_DATA TO EXAMINE_
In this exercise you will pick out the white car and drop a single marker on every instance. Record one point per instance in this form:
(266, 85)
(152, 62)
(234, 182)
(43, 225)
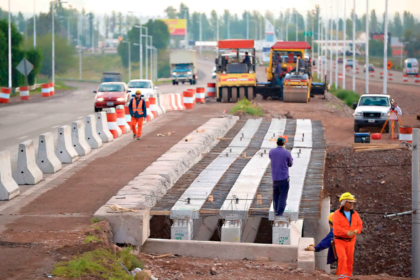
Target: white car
(146, 87)
(213, 73)
(371, 111)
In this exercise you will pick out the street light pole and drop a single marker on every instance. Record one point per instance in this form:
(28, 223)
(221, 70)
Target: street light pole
(129, 59)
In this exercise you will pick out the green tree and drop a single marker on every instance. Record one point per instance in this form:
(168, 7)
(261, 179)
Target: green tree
(64, 54)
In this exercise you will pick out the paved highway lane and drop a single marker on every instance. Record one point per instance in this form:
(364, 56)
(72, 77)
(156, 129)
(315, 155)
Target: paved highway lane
(24, 121)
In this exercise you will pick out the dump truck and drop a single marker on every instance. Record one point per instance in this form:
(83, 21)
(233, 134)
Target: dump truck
(296, 85)
(235, 75)
(183, 66)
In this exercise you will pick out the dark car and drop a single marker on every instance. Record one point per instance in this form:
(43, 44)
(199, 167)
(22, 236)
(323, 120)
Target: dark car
(111, 95)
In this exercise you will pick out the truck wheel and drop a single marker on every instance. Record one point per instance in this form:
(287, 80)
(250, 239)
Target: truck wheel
(241, 93)
(225, 95)
(234, 91)
(250, 93)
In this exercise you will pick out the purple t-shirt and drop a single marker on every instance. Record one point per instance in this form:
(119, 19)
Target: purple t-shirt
(281, 160)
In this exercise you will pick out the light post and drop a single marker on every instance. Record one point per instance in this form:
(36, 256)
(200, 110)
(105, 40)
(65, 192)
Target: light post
(129, 59)
(141, 49)
(53, 45)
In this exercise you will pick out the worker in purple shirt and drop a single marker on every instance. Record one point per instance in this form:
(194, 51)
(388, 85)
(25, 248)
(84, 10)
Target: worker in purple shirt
(281, 160)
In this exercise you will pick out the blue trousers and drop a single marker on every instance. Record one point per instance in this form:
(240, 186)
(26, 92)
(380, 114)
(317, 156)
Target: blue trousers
(280, 192)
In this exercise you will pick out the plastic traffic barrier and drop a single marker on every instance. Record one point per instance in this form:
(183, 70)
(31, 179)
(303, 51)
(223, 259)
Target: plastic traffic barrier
(47, 160)
(8, 186)
(78, 138)
(24, 93)
(4, 95)
(102, 128)
(92, 137)
(65, 150)
(27, 172)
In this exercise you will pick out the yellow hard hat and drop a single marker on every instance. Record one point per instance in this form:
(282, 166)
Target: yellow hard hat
(347, 196)
(330, 217)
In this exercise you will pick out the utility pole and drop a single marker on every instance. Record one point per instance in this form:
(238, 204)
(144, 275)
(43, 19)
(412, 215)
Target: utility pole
(10, 50)
(415, 224)
(386, 49)
(344, 46)
(354, 45)
(367, 47)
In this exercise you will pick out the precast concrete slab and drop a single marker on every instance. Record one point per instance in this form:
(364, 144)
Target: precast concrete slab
(190, 203)
(222, 250)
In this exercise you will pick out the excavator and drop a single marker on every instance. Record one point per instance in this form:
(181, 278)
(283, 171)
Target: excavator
(296, 85)
(235, 74)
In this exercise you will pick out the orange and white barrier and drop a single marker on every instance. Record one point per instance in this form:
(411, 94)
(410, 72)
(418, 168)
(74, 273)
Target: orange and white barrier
(188, 99)
(113, 127)
(406, 134)
(4, 95)
(24, 93)
(45, 90)
(52, 89)
(200, 96)
(211, 90)
(153, 106)
(127, 115)
(122, 124)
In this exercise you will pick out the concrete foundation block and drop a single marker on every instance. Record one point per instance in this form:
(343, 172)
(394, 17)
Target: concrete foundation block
(27, 172)
(78, 138)
(306, 259)
(102, 128)
(127, 227)
(65, 151)
(46, 160)
(182, 229)
(8, 187)
(92, 136)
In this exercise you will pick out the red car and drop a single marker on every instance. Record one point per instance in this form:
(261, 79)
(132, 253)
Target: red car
(110, 95)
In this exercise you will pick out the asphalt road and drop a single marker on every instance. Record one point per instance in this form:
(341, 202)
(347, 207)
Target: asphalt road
(20, 122)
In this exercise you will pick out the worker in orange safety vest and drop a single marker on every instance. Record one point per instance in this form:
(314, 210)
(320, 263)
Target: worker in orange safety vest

_BRIEF_
Please output the records exactly, leaving the pictures out.

_RESPONSE TO THIS EXERCISE_
In this exercise you will pick out the white car and drop a single marker on every instance. Record one point per instance in this form:
(266, 85)
(152, 62)
(234, 182)
(43, 225)
Target: white car
(146, 87)
(213, 73)
(371, 111)
In this exercise you will pick out the street light pole and drop a single marker on every instance. Record one point per instance in this form:
(28, 223)
(221, 70)
Target: street light pole
(129, 59)
In this exercise you will pick out the green tree and drop a single marker on every instance. Record one point per instance in this form:
(168, 7)
(261, 179)
Target: green tree
(64, 54)
In this exercise you will pick out the paved highway lane and drop a single marker on every instance. Record one point per instance in this form:
(364, 56)
(72, 77)
(156, 129)
(315, 155)
Target: paved highway lane
(24, 121)
In this exercise you will pick out the dump truck and drop a single marker on every instance. Record one point per instance in this form:
(83, 21)
(233, 134)
Target: dump truck
(296, 85)
(235, 75)
(183, 66)
In this exercise you will pick out the dark car and drop a single marker on every instance. Record one point per instance in this form:
(43, 44)
(199, 167)
(22, 236)
(323, 120)
Target: dark car
(111, 95)
In this exercise you will pick out the truck wheel and drop a single marker on every instance. Record one point per instance in this form:
(287, 80)
(250, 239)
Target: truck wheel
(241, 93)
(225, 95)
(234, 91)
(250, 93)
In this exercise you will pick out the purple t-shirt and drop a single marker on every instance. Record one point per instance in this form:
(119, 19)
Target: purple t-shirt
(281, 160)
In this exercise you will pick out the light post and drop a single marker on every instance. Record one point per instance in this form:
(36, 256)
(200, 110)
(105, 40)
(65, 192)
Target: light post
(129, 59)
(141, 49)
(53, 45)
In this exercise you will pick out the worker in purple shirt and drop a single marker on every instance. Record one point per instance in this form:
(194, 51)
(388, 85)
(25, 248)
(84, 10)
Target: worker in purple shirt
(281, 160)
In this exercise you will pick out the blue trousers and drop a single marker on every instance. Record one point per instance in this form:
(240, 186)
(26, 92)
(380, 114)
(317, 156)
Target: blue trousers
(280, 192)
In this exercise you will pick out the plastic traffic barrier and drop a single marker on every instance. Record one point per instance in this form:
(183, 70)
(31, 179)
(303, 51)
(223, 259)
Target: plastic traffic barrier
(47, 160)
(8, 186)
(78, 138)
(24, 93)
(4, 95)
(102, 128)
(92, 137)
(65, 150)
(27, 172)
In this exercise you will pick out the yellow hard hat and drop a single marker on every instance. Record one point per instance in this form:
(282, 166)
Target: yellow hard hat
(347, 196)
(330, 217)
In this exercise you will pick out the utility pole and drop a single marker on every instance. Record one point per instance in this form:
(238, 204)
(144, 275)
(43, 19)
(412, 215)
Target: utility pole
(10, 50)
(415, 224)
(386, 49)
(344, 46)
(354, 45)
(367, 47)
In this exercise you will pick out the precast concrete slab and drop a single marker on every instance. Record one point per instance in this form:
(364, 144)
Target: precast concrete slab
(190, 203)
(222, 250)
In this exercise you will pick out the excavator and drop a single marker on every instance. Record one point per instance in this form:
(181, 278)
(283, 171)
Target: excavator
(296, 85)
(235, 74)
In this exercise you will pick out the orange and white barrier and drop a single marker on every instance. Record one point per instance in this form:
(411, 94)
(410, 72)
(418, 168)
(74, 273)
Target: orange and white barrier
(188, 99)
(113, 127)
(406, 134)
(4, 95)
(24, 93)
(45, 90)
(52, 89)
(200, 96)
(211, 90)
(153, 106)
(127, 115)
(122, 124)
In this exercise you will pick out the concrete foundation block and drop a single marker on every instance. Record one point per instance in this form:
(343, 172)
(394, 17)
Target: concrete foundation block
(27, 172)
(78, 138)
(306, 259)
(102, 128)
(127, 227)
(65, 151)
(46, 160)
(182, 229)
(8, 187)
(92, 136)
In this exercise you will pick out the red car and drop a single marker on every instance. Record one point per instance in this form:
(261, 79)
(132, 253)
Target: red car
(110, 95)
In this exercise you will pick out the asphalt road and drop a single marker on every instance. Record one point per instance in this form:
(341, 202)
(347, 207)
Target: asphalt road
(20, 122)
In this exercise you will pick out the worker in orange safety vest and drop a single marker on every instance. Record one point per instance in this form:
(314, 210)
(320, 263)
Target: worker in orange safety vest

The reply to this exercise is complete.